Written problem:
Pick out every line below that contains the string "tree" and copy those lines. Match case exactly.

[Entries on locating named things]
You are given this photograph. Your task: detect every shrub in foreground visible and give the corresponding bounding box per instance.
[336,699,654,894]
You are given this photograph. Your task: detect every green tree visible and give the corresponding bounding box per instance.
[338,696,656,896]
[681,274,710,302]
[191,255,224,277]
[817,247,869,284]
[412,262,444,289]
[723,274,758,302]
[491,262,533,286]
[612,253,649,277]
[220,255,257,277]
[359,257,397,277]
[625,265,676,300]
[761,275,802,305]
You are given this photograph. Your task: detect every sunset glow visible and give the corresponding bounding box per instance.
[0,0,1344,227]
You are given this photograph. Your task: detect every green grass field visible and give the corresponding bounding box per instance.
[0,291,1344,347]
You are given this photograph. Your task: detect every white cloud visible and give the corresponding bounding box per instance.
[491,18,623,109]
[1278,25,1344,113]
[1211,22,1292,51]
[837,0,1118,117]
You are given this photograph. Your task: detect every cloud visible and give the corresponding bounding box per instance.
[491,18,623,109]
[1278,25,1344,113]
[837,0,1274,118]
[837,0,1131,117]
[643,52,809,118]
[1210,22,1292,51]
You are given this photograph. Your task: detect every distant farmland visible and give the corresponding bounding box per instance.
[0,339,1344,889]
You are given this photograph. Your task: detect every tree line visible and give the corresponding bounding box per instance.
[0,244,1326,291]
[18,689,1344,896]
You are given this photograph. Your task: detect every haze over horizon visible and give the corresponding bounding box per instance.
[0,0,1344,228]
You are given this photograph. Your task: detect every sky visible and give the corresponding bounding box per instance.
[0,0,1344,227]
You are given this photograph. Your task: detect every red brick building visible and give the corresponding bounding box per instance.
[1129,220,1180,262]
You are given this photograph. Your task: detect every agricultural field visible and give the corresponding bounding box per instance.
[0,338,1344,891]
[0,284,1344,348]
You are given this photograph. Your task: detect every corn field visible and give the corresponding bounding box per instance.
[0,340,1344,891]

Complete output:
You are given this photograph. Your task: detect every green tree visible and give the corresponding bounding box per instance.
You are given this photograph. Your task: detect every tree line visible and give the corresponding bounding box per instance.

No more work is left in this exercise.